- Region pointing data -
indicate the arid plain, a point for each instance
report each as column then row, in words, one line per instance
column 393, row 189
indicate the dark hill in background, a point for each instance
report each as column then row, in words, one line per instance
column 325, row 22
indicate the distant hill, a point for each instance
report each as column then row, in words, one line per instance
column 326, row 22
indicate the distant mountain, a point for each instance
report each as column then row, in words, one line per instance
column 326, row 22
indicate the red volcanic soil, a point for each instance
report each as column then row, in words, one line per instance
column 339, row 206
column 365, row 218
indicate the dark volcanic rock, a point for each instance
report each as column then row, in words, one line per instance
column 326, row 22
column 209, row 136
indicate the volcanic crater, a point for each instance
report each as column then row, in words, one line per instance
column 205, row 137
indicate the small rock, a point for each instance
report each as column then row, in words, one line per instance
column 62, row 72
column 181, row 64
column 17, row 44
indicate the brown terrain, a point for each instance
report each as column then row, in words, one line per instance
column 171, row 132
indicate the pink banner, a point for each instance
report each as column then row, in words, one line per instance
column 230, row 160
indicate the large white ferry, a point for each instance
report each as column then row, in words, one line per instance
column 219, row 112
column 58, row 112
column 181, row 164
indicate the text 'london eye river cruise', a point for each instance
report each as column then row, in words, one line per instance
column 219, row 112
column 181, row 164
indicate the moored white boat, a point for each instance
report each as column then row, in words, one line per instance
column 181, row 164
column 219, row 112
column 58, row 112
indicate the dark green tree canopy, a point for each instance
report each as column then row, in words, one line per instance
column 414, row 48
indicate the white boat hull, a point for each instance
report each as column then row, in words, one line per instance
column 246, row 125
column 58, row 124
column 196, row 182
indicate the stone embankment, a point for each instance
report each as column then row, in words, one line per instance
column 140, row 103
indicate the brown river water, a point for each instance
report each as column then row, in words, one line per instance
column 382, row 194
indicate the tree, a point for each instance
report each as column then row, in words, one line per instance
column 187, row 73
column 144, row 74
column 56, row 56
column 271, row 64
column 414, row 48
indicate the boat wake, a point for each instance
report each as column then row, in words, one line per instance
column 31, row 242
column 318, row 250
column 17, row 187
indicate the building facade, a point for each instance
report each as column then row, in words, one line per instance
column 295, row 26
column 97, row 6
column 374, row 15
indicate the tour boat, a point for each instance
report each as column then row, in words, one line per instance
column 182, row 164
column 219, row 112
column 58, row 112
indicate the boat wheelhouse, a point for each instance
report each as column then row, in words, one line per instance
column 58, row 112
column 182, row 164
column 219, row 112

- Exercise details -
Repeat the data word for word. Leave nothing out.

- Response box -
indicate the arid plain, a point for each instance
report each as column then row, in words, one line per instance
column 393, row 189
indicate the dark hill in background, a point for each instance
report each as column then row, in words, one line per instance
column 325, row 22
indicate the distant hill, a point for each instance
report each as column then row, in words, one line per instance
column 326, row 22
indicate the distant mountain, a point for each instance
report each as column then row, in words, one line per instance
column 326, row 22
indicate the red volcanic soil, a point for each instance
report each as column then row, in words, one line per instance
column 339, row 206
column 365, row 218
indicate the dark volcanic rock, a point for each instance
report each as column then row, in words, one line per instance
column 326, row 22
column 209, row 136
indicate the volcanic crater, a point for each instance
report each as column then row, in words, one line per instance
column 205, row 137
indicate the small rock, a point for each instance
report each as column then row, in words, one line per instance
column 62, row 72
column 181, row 64
column 17, row 44
indicate the brown terrain, a point for each instance
report each as column then row, in words, one line per instance
column 171, row 132
indicate the pink banner, a point for each instance
report each as column then row, in words, one line per instance
column 230, row 160
indicate the large white ferry, a point for each instance
report each as column then row, in words, one line per instance
column 219, row 112
column 58, row 112
column 181, row 164
indicate the text 'london eye river cruise', a point for each instance
report each as column then row, in words, one line per instance
column 219, row 112
column 181, row 164
indicate the moored white boat, a point for each instance
report each as column then row, in words, one line per instance
column 181, row 164
column 219, row 112
column 58, row 112
indicate the dark green tree canopy, a point for each instance
report each as column then row, in words, one line per instance
column 414, row 48
indicate the white boat hull, a point for each instance
report each as column then row, in words, one line per instance
column 246, row 125
column 58, row 124
column 196, row 182
indicate the stone embankment, a point for each instance
report each as column then row, in words, one line per instance
column 140, row 103
indicate the brown river water, a point for each instance
report each as column then row, in words, one line per instance
column 382, row 194
indicate the tree, a point for each instance
report each as column then row, in words, one line per instance
column 187, row 73
column 144, row 74
column 56, row 56
column 271, row 64
column 414, row 48
indicate the boat wake, a point for each instance
report each as column then row, in words, one line per instance
column 31, row 242
column 318, row 250
column 17, row 187
indicate the building facade, a point for each instance
report each as column then row, in words, one line per instance
column 295, row 26
column 97, row 6
column 374, row 15
indicate the tour boat, a point for each instance
report each as column then row, in words, one line per instance
column 182, row 164
column 219, row 112
column 58, row 112
indicate the boat wheelhouse, a point for each instance
report each as column then row, in words, one line per instance
column 58, row 112
column 182, row 164
column 219, row 112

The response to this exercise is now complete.